**EXERCISE DESCRIPTION:** Find every line in the data below that contains the string "israeli", matching case exactly, and copy each of those lines in full.

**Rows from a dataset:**
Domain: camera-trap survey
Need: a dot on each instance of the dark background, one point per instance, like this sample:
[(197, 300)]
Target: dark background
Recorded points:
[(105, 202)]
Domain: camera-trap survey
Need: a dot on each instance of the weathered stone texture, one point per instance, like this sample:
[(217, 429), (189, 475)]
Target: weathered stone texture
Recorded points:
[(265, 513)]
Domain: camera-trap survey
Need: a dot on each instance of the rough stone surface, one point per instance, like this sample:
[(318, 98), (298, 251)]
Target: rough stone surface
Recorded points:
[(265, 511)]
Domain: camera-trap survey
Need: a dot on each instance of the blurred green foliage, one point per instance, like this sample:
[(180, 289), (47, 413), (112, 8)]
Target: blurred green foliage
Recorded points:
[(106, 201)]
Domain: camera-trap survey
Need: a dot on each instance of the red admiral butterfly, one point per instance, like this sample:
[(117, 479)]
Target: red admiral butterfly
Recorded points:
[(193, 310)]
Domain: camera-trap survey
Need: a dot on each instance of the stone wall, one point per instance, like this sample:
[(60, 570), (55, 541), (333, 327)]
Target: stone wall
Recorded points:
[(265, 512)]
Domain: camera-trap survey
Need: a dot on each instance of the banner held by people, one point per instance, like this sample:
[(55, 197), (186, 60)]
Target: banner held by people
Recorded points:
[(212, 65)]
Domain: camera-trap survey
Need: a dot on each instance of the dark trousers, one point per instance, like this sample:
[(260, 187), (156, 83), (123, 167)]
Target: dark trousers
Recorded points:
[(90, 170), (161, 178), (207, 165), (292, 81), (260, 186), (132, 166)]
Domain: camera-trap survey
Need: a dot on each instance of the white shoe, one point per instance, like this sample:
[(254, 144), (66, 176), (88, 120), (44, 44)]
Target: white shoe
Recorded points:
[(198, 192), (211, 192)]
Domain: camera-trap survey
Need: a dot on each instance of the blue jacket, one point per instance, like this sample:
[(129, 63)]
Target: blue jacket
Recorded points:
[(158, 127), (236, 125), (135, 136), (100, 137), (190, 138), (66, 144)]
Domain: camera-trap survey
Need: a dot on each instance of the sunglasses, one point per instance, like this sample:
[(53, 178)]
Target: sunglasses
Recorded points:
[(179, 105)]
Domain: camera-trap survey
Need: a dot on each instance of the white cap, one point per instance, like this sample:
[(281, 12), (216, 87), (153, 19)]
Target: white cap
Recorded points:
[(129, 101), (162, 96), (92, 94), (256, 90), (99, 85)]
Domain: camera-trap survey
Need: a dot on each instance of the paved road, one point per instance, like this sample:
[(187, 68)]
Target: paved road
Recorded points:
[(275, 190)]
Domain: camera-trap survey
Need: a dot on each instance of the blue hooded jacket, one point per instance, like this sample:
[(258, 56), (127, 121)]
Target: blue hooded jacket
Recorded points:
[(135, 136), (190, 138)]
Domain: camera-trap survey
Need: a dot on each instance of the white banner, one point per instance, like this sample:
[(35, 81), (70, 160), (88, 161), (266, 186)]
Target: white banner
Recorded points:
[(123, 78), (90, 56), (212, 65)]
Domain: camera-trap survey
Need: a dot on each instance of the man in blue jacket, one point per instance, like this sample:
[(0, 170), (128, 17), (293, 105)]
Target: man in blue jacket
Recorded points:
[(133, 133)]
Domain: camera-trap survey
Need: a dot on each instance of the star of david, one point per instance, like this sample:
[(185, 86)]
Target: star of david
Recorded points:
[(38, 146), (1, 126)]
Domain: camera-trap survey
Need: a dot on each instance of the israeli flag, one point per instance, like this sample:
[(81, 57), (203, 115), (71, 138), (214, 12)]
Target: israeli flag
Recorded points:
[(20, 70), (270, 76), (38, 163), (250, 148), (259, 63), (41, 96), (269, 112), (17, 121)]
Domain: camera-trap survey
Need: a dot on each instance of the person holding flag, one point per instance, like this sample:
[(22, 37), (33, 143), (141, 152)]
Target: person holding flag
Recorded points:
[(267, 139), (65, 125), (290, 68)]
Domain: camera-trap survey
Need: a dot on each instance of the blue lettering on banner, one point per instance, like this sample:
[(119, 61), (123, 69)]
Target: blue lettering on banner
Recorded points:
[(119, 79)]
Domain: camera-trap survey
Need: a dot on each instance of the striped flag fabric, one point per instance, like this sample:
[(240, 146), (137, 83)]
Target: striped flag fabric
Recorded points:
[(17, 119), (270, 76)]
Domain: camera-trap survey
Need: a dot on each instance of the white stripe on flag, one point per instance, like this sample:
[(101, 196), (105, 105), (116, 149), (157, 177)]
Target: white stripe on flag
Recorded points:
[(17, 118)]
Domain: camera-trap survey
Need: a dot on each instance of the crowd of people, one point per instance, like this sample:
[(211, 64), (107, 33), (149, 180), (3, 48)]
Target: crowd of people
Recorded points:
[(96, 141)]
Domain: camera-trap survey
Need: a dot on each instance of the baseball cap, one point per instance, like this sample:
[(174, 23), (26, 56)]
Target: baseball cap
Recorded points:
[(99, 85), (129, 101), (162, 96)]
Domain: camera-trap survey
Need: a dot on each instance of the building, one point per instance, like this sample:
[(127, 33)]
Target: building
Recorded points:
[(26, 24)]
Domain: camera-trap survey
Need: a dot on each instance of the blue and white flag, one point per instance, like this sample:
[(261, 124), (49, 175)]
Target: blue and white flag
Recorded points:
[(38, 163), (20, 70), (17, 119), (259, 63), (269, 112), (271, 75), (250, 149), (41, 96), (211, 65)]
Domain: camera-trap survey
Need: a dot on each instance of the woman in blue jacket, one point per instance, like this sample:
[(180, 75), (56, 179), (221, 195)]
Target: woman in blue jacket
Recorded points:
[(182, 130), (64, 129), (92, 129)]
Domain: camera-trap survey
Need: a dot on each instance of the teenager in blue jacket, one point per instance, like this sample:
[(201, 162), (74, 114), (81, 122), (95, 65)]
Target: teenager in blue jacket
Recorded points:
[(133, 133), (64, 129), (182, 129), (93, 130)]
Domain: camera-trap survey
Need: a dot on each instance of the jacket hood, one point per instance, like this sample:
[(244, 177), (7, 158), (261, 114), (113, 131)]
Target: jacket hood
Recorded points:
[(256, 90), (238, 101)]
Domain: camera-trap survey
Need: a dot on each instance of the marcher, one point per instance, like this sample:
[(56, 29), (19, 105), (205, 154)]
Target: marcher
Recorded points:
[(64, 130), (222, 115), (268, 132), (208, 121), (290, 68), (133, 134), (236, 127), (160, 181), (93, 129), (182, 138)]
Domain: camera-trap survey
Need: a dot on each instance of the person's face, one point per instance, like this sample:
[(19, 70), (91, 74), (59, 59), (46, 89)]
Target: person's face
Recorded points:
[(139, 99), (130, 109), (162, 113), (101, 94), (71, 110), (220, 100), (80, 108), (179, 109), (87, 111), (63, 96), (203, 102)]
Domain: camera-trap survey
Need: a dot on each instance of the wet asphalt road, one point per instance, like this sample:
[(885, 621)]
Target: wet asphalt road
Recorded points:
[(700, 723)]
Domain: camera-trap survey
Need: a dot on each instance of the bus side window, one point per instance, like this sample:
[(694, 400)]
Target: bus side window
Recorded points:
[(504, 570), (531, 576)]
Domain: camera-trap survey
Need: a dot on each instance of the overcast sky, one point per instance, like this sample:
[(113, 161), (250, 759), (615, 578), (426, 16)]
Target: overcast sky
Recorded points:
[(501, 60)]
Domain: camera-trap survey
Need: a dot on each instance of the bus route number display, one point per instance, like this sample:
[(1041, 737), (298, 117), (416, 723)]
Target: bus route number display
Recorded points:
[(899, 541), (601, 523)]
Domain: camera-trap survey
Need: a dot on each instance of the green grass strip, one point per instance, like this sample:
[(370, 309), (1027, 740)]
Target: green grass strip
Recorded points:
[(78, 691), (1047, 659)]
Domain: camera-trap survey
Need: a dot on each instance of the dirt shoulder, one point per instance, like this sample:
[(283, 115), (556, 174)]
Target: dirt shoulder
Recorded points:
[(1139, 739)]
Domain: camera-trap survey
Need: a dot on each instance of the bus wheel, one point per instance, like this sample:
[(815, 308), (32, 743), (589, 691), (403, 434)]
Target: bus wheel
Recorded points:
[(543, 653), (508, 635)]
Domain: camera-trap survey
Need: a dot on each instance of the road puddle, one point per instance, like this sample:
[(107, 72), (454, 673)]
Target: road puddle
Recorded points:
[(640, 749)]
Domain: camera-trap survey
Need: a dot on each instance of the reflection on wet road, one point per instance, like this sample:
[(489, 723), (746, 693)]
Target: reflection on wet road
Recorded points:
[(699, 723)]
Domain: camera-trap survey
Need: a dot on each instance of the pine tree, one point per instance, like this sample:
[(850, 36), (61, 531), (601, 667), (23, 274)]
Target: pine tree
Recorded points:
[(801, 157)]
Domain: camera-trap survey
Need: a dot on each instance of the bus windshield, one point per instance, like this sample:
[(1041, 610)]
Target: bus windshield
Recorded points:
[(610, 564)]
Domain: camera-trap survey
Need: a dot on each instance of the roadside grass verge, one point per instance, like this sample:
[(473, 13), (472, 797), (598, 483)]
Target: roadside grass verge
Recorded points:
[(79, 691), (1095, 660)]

**TASK RESPONSE:**
Need: a dot on each instance of the israeli flag, one point per instance, like this sample:
Target: israeli flag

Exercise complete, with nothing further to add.